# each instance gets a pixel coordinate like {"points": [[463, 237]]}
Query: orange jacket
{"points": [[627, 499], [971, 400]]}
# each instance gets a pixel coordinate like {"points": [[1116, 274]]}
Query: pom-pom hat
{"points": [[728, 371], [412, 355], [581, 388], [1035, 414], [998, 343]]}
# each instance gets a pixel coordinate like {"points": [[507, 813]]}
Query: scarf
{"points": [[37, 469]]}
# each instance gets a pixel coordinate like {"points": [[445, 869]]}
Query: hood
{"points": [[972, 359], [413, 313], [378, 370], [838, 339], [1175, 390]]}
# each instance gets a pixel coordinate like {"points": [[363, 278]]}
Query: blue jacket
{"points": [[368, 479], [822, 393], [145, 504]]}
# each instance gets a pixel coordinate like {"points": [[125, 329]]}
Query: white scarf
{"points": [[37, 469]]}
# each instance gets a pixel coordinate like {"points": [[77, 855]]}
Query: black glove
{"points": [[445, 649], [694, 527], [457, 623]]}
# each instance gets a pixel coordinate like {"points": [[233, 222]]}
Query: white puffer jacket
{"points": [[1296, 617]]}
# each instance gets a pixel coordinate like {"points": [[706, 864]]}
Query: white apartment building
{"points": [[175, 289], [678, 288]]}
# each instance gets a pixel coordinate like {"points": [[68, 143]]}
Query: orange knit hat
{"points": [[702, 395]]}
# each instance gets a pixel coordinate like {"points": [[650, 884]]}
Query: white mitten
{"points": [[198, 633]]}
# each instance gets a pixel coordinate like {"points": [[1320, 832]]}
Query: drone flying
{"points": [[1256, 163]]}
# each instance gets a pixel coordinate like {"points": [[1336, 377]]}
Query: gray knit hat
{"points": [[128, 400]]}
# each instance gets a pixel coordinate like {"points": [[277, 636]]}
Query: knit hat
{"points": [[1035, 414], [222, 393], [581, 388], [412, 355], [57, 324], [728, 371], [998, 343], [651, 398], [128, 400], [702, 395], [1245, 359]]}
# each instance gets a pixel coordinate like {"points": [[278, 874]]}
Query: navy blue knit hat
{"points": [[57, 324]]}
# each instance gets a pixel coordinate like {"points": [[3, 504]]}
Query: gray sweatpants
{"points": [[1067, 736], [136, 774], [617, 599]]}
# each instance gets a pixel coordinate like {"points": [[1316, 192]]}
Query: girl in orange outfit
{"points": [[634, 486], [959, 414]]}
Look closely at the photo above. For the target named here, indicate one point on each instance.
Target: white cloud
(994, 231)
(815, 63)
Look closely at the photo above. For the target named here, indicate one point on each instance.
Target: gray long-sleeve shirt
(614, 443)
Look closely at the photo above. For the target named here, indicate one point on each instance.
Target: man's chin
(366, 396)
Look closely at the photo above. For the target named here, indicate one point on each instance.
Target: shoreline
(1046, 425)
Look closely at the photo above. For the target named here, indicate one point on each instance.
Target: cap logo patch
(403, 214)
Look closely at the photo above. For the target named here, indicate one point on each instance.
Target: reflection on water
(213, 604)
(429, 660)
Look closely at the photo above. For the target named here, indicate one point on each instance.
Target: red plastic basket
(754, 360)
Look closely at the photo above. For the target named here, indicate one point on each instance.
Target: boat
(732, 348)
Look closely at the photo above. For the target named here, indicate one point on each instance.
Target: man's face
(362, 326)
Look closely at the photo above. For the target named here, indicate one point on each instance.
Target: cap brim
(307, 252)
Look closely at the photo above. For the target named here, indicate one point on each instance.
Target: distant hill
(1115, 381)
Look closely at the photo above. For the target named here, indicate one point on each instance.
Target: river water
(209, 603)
------
> **TASK GOAL**
Please return the data above exactly as given.

> **COMPLETED EXERCISE**
# each instance gets a pixel coordinate like {"points": [[463, 237]]}
Query: orange jacket
{"points": [[627, 499], [971, 400]]}
# each instance gets a pixel coordinate like {"points": [[1116, 274]]}
Query: pom-pom hat
{"points": [[728, 371], [412, 355], [581, 388], [1035, 414], [998, 343]]}
# each instance gets a pixel coordinate like {"points": [[507, 813]]}
Query: scarf
{"points": [[37, 469]]}
# each instance gets a pixel coordinate like {"points": [[445, 869]]}
Query: hood
{"points": [[972, 359], [413, 313], [378, 370], [838, 339], [1175, 390]]}
# each instance gets a pixel coordinate like {"points": [[363, 278]]}
Query: blue jacket
{"points": [[368, 479], [822, 393], [145, 504]]}
# each instance gets a pixel coordinate like {"points": [[125, 329]]}
Query: white scarf
{"points": [[37, 469]]}
# each instance gets a pixel coordinate like {"points": [[77, 855]]}
Query: black glove
{"points": [[445, 649], [694, 527], [457, 623]]}
# each instance gets a pixel coordinate like {"points": [[233, 222]]}
Query: white puffer jacket
{"points": [[1296, 617]]}
# each instance gets a pixel coordinate like {"points": [[706, 864]]}
Query: white apartment building
{"points": [[175, 289], [678, 288]]}
# each instance gets a pixel coordinate like {"points": [[68, 143]]}
Query: orange knit hat
{"points": [[702, 395]]}
# each instance gets a pixel coordinate like {"points": [[650, 884]]}
Query: white mitten
{"points": [[198, 633]]}
# each instance gets a pixel coordinate like {"points": [[1320, 832]]}
Query: drone flying
{"points": [[1256, 163]]}
# each instance gets a pixel coordinate like {"points": [[1336, 377]]}
Query: gray knit hat
{"points": [[128, 400]]}
# each instance gets a pixel coordinate like {"points": [[277, 636]]}
Query: knit hat
{"points": [[1035, 414], [222, 393], [581, 388], [412, 355], [57, 324], [728, 371], [998, 343], [651, 398], [128, 400], [702, 395], [1245, 359]]}
# each instance gets a pixel coordinate like {"points": [[278, 874]]}
Query: navy blue knit hat
{"points": [[57, 324]]}
# each instance gets a pixel coordinate like {"points": [[3, 504]]}
Query: gray sweatpants
{"points": [[1067, 736], [136, 774], [617, 599]]}
# each instance gets a pixel coordinate like {"points": [[1316, 192]]}
Query: girl in orange outfit
{"points": [[634, 486], [959, 414]]}
Look closely at the photo above. For the target named here, indicate one point on each instance.
Target: white cloud
(994, 231)
(815, 63)
Look closely at the photo above. For the target named here, indicate one point on each instance.
Target: gray long-sleeve shirt
(614, 443)
Look closely at the photo above. For the target named here, indicate one point on each instance.
Target: man's chin
(366, 396)
Look closely at the photo above. For the target named here, indicate one point on each instance.
Target: shoreline
(1046, 425)
Look closely at the photo above. For the target named here, indicate one point on each instance.
Target: cap logo patch
(403, 214)
Look closely at the photo above. For the target named here, indicate one point on each instance.
Target: reflection on water
(213, 604)
(429, 660)
Look closely at the photo above. For the target named here, indicate one point on each instance.
Target: red plastic basket
(754, 360)
Look closely at the photo above. For the target named here, indicate one point on each instance.
Target: boat
(732, 348)
Look closely at the photo above. For the target named here, indicate one point on each instance.
Target: man's face
(362, 326)
Look closely at the photo above. For the target named here, indicate one point on each instance.
Target: cap brim
(307, 252)
Look closely at the photo above. For the target named here, indicate one point on each instance.
Target: distant hill
(1115, 381)
Look closely at the photo above. For the target named here, indicate one point on each instance.
Target: river water
(209, 603)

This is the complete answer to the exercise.